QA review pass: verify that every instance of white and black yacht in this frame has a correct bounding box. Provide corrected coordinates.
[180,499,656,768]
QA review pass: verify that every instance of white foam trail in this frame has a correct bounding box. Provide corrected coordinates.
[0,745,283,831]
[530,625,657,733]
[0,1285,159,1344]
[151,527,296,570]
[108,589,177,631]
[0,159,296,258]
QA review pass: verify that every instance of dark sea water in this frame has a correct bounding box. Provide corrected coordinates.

▶ [Aim] Format the listing above as a JSON array of strings, with one string for each line and no blank lines.

▶ [Exercise solution]
[
  "QA review pass: verify that every instance of white and black yacht in this frame has a correct bounding box. Provide corrected coordinates.",
  "[180,499,656,768]",
  "QA review pass: verify that every instance of white foam trail in this frame has a correct bounding box. Provide corrected coordinates.",
  "[0,745,283,831]",
  "[530,625,657,733]",
  "[0,1285,159,1344]",
  "[151,527,296,570]",
  "[108,589,177,631]",
  "[0,159,296,258]",
  "QA review pass: verify that every instance of dark sea water in this frame has a correct bounding box. Provide corrected coordinates."
]